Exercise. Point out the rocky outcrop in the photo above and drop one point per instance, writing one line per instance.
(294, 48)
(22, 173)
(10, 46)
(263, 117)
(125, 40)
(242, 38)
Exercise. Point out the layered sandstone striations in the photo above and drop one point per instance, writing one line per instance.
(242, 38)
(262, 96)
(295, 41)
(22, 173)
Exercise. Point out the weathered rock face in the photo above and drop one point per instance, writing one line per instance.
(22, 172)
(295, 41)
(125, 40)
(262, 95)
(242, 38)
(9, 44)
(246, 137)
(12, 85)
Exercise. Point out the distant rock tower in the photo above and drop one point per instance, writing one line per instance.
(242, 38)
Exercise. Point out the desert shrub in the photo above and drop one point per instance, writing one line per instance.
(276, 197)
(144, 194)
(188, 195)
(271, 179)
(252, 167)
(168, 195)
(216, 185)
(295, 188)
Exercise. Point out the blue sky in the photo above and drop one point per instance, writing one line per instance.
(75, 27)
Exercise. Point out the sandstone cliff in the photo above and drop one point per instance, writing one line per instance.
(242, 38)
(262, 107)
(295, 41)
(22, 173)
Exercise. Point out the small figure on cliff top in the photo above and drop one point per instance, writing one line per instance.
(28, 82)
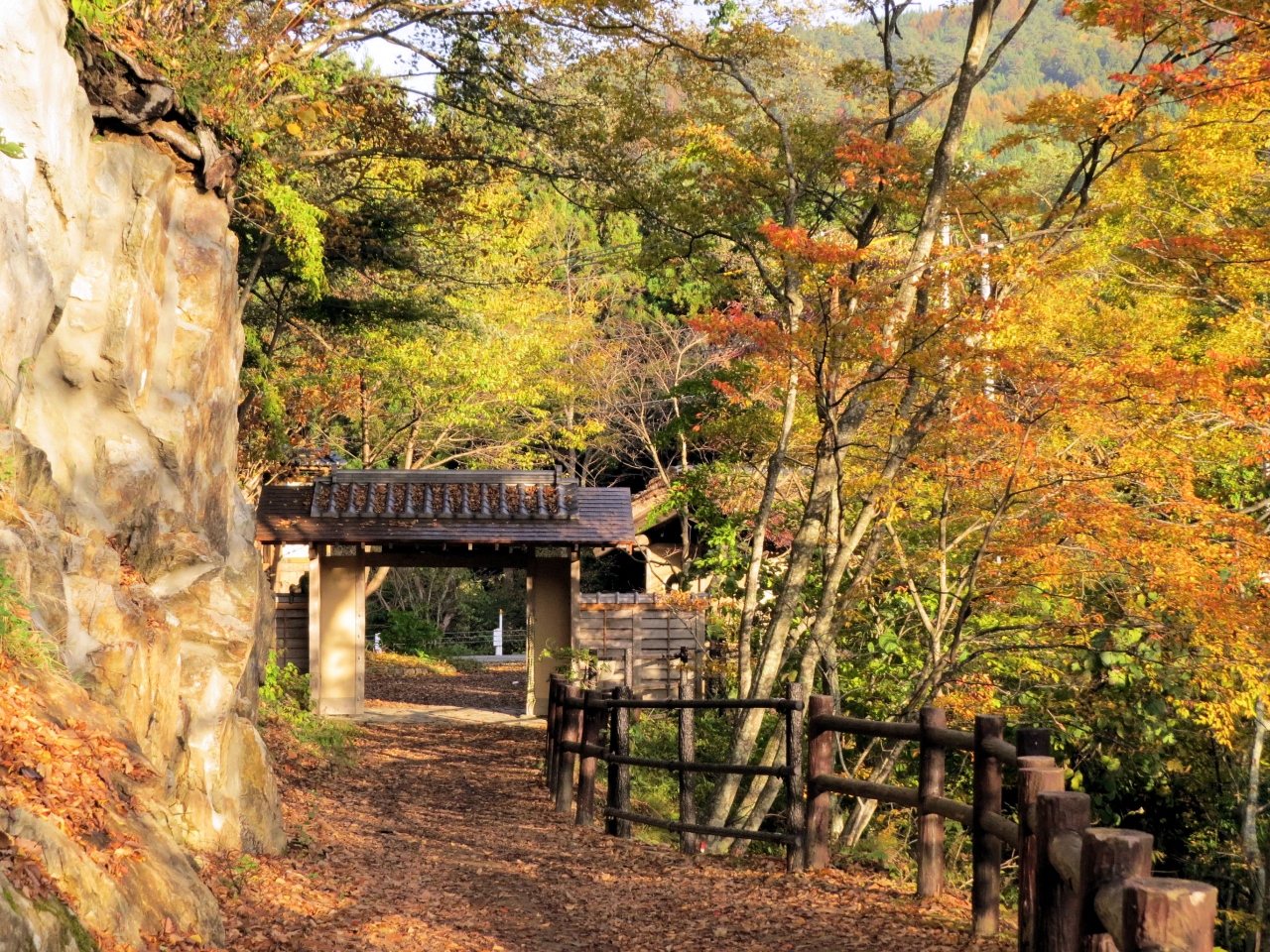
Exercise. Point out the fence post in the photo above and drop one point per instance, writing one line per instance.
(620, 774)
(590, 721)
(1169, 914)
(930, 825)
(554, 689)
(795, 807)
(1107, 858)
(820, 762)
(1037, 774)
(571, 719)
(1033, 742)
(1058, 904)
(985, 848)
(688, 779)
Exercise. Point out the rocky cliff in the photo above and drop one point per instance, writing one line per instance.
(122, 525)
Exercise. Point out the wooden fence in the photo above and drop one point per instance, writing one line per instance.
(640, 642)
(1080, 888)
(575, 722)
(291, 639)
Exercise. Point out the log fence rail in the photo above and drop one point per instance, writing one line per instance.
(1080, 888)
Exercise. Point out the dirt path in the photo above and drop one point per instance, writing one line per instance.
(492, 688)
(443, 839)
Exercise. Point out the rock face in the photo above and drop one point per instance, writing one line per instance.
(125, 531)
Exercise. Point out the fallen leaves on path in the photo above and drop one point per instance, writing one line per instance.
(490, 688)
(443, 839)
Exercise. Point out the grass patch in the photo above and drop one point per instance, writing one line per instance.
(21, 640)
(285, 706)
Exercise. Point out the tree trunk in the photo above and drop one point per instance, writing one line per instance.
(366, 431)
(864, 810)
(1248, 833)
(749, 603)
(945, 155)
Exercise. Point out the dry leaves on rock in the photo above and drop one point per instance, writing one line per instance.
(63, 774)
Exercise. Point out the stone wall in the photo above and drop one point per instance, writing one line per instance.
(123, 526)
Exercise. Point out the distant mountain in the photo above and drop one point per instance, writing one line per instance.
(1051, 54)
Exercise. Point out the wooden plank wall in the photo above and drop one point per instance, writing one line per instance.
(610, 624)
(293, 630)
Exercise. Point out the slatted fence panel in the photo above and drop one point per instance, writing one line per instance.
(610, 624)
(291, 639)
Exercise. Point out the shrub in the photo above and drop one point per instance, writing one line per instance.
(285, 702)
(409, 634)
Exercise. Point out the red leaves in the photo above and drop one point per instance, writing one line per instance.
(63, 774)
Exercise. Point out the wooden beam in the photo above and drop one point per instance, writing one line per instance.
(445, 560)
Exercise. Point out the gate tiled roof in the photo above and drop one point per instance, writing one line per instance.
(507, 507)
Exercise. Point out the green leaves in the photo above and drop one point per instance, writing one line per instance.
(14, 150)
(302, 235)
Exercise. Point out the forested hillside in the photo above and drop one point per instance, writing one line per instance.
(1051, 54)
(947, 335)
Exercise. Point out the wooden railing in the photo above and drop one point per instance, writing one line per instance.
(574, 725)
(1080, 888)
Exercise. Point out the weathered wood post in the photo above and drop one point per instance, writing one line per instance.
(1058, 902)
(592, 716)
(1037, 774)
(1169, 914)
(688, 778)
(1033, 742)
(620, 774)
(930, 825)
(1107, 858)
(795, 807)
(985, 848)
(571, 733)
(556, 688)
(820, 763)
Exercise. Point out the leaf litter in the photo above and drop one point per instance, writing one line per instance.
(443, 839)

──────────

*Task statement*
Render every line of the records above as a Markdown table with the columns "Row" and "Line," numbering each row and omitting blank lines. Leave the pictures out of the table.

*Exercise solution*
| Row | Line |
|---|---|
| 1 | Exercise. Point out the rocky outcrop in the photo above and drop one point per instance, writing one line per instance. |
| 2 | (294, 48) |
| 3 | (22, 173) |
| 4 | (10, 46) |
| 5 | (263, 117) |
| 6 | (125, 40) |
| 7 | (242, 38) |
| 8 | Exercise. Point out the layered sandstone striations in the photo above and drop one point per instance, writing one line per instance. |
| 9 | (242, 38) |
| 10 | (262, 96) |
| 11 | (295, 41) |
| 12 | (22, 173) |
| 13 | Exercise. Point out the weathered rock face in the photo above and drop one point per instance, writing one line per instance. |
| 14 | (22, 172) |
| 15 | (295, 41) |
| 16 | (125, 40) |
| 17 | (262, 95) |
| 18 | (242, 38) |
| 19 | (9, 44) |
| 20 | (246, 137) |
| 21 | (12, 85) |
| 22 | Exercise. Point out the distant rock tower in the photo above and drop one point per instance, writing one line per instance. |
| 23 | (242, 38) |
| 24 | Exercise. Point out the desert shrub in the photo above and drop one point per instance, writing one line per instance. |
| 25 | (276, 197) |
| 26 | (144, 194) |
| 27 | (188, 195) |
| 28 | (271, 179) |
| 29 | (252, 167) |
| 30 | (168, 195) |
| 31 | (216, 185) |
| 32 | (295, 188) |
| 33 | Exercise. Point out the blue sky in the photo above and drop one point per instance, writing one line per instance. |
| 34 | (75, 27) |
| 35 | Exercise. Point out the sandstone cliff in the photo above and drop one point per instance, writing one line per instance. |
| 36 | (242, 38) |
| 37 | (262, 107) |
| 38 | (295, 41) |
| 39 | (22, 173) |
| 40 | Exercise. Point out the small figure on cliff top in the photo above and drop one point per instance, writing one line per instance. |
| 41 | (28, 82) |
| 42 | Exercise. Point out the fence post in the photo above and drop one point per instance, writing one line per instance. |
| 43 | (620, 774) |
| 44 | (590, 721) |
| 45 | (1169, 914) |
| 46 | (930, 825) |
| 47 | (554, 689) |
| 48 | (795, 807) |
| 49 | (1107, 858) |
| 50 | (820, 762) |
| 51 | (1037, 774) |
| 52 | (571, 719) |
| 53 | (1033, 742) |
| 54 | (1058, 904) |
| 55 | (985, 848) |
| 56 | (688, 779) |
| 57 | Exercise. Point out the rocky cliff in the photo above and drop one point per instance, writing one line per instance. |
| 58 | (122, 525) |
| 59 | Exercise. Point out the wooden fence in the photo above and drop one point per instance, writing one line per instance. |
| 60 | (640, 642) |
| 61 | (1080, 888) |
| 62 | (575, 722) |
| 63 | (291, 639) |
| 64 | Exercise. Point out the log fence rail in the photo above and drop one point per instance, writing one line per instance. |
| 65 | (1080, 888) |
| 66 | Exercise. Point out the dirt path in the photo above and drop one point per instance, writing one line per instance. |
| 67 | (492, 688) |
| 68 | (443, 839) |
| 69 | Exercise. Point out the rock face in the photo above and drop one point per instance, writing one line per instance. |
| 70 | (125, 531) |
| 71 | Exercise. Point out the fallen leaves on path in the photo above and drop one point per instance, writing one line per instance. |
| 72 | (490, 688) |
| 73 | (443, 839) |
| 74 | Exercise. Point out the grass patch in the photo above and drop one point per instance, writing one line per instance. |
| 75 | (21, 640) |
| 76 | (285, 706) |
| 77 | Exercise. Point out the tree trunk in the photo above and drop one point per instance, writing one line per instance. |
| 78 | (366, 431) |
| 79 | (864, 810) |
| 80 | (1248, 833) |
| 81 | (749, 603) |
| 82 | (945, 155) |
| 83 | Exercise. Point out the dry leaves on rock in the photo above and drop one point per instance, writing one line per instance. |
| 84 | (63, 774) |
| 85 | Exercise. Point out the stone wall in the photo above and drop one point per instance, writing one line per instance. |
| 86 | (123, 526) |
| 87 | Exercise. Point out the distant mountain in the photo above and drop one point per instance, writing one line per instance. |
| 88 | (1051, 54) |
| 89 | Exercise. Point out the wooden plank wall in the photo above and drop one point per instance, writing one line per instance. |
| 90 | (610, 624) |
| 91 | (293, 630) |
| 92 | Exercise. Point out the slatted fence panel in the photo above and drop one point per instance, writing one line per instance. |
| 93 | (610, 624) |
| 94 | (291, 639) |
| 95 | Exercise. Point out the shrub in the photo above and drop one point per instance, writing one line per instance. |
| 96 | (285, 702) |
| 97 | (409, 634) |
| 98 | Exercise. Point out the red leaves in the photo above and drop one point per instance, writing one line per instance. |
| 99 | (63, 774) |
| 100 | Exercise. Point out the wooden beam in the photo above and drop one point per instance, writing one line per instance. |
| 101 | (445, 560) |
| 102 | Exercise. Point out the gate tiled roof in the photo above and drop one point per instance, writing one line per instance. |
| 103 | (507, 507) |
| 104 | Exercise. Point out the green leaves in the photo above and drop one point per instance, writing one line per instance. |
| 105 | (14, 150) |
| 106 | (302, 235) |
| 107 | Exercise. Point out the forested hillside in the photo above and drop one point per instance, writing one line per instance. |
| 108 | (1051, 54) |
| 109 | (947, 335) |
| 110 | Exercise. Point out the wooden railing in the photo above and drop one point per instance, writing one line per instance. |
| 111 | (574, 725) |
| 112 | (1080, 888) |
| 113 | Exercise. Point out the weathered wood post in the photo above and drop one point per instance, writing one line per instance. |
| 114 | (1058, 902) |
| 115 | (592, 716) |
| 116 | (1037, 774) |
| 117 | (1169, 914) |
| 118 | (688, 778) |
| 119 | (1033, 742) |
| 120 | (620, 774) |
| 121 | (930, 825) |
| 122 | (1107, 858) |
| 123 | (795, 807) |
| 124 | (985, 848) |
| 125 | (571, 733) |
| 126 | (556, 688) |
| 127 | (820, 763) |
| 128 | Exercise. Point out the leaf litter in the photo above and drop one point per instance, writing one line per instance. |
| 129 | (443, 839) |